▶ _PROBLEM TO SOLVE_
Repeat every record below exactly, leaving out the pictures.

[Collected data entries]
######
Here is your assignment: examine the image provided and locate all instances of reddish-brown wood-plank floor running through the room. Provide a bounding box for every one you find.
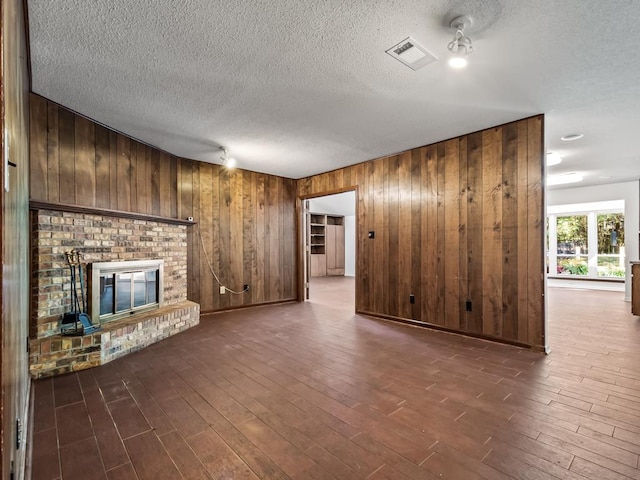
[32,278,640,480]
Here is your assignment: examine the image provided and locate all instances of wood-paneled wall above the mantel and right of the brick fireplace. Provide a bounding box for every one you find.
[30,95,296,312]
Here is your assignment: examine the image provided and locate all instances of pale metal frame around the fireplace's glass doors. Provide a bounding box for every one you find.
[88,259,164,323]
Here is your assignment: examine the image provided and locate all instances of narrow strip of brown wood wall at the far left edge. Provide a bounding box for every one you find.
[0,0,30,478]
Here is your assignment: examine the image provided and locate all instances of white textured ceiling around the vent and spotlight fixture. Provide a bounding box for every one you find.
[28,0,640,185]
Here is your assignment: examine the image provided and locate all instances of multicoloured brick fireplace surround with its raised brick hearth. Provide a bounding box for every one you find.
[29,209,200,378]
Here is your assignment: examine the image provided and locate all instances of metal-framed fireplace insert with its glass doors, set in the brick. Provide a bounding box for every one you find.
[89,260,163,322]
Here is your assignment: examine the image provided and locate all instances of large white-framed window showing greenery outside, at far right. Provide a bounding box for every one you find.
[547,202,625,278]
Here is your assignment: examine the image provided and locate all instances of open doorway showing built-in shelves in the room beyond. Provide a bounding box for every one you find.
[302,190,356,311]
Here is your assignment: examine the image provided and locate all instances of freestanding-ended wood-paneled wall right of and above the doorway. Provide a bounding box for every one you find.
######
▶ _TASK RESPONSE_
Here is your assignment: examine the image provided and locate all instances of reddish-brown wood-plank floor running through the room. Provide a bounding box for every one you find.
[32,278,640,480]
Here is your assignment: examine the image provided and locate all instances of wood-paneled wall above the mantel and right of the brick fireplace. Provide a bounding box for every one you find.
[30,95,296,312]
Here is your assignment: examine the image provided and locate all instances of pale metal frame around the fireplace's glass doors. Provide a bounding box for every one you find.
[88,259,164,323]
Here is your assignment: examine the image provided and locate all instances of narrow strip of brown wood wall at the far left edge. Provide a bounding box for every one you find.
[0,0,30,478]
Here is your assignment: examine the image provided and locate all instances of white textured ceiling around the vent and spotlight fixture. Provide a bounding box for every one you find.
[28,0,640,185]
Here is your assignment: examine the image provided and locate all instances of multicoloured brick fireplace surround with its raised brick hearth. Provide a bounding box for every one you find.
[29,209,200,378]
Here is your assignment: examine the image provided and locate all instances of metal-framed fireplace insert with its glass doors, set in the brick. Provide a bounding box for every one you find.
[89,260,163,322]
Here is your assignment: examine the image provided and locate all instances of large white-framed window showing greenery outside, at far right. Provide a bounding box for every one you find.
[547,202,625,278]
Here is your assignment: examine the image provided and locate all instances of open doorway showing built-in shelves in the room beyond. Provide a bounding box for every one you find.
[302,190,356,311]
Here is your assignment: examine the image provided and locate all instances of freestanding-ended wood-paneled wall right of and above the doorway. Provide a bounding box for every one you find.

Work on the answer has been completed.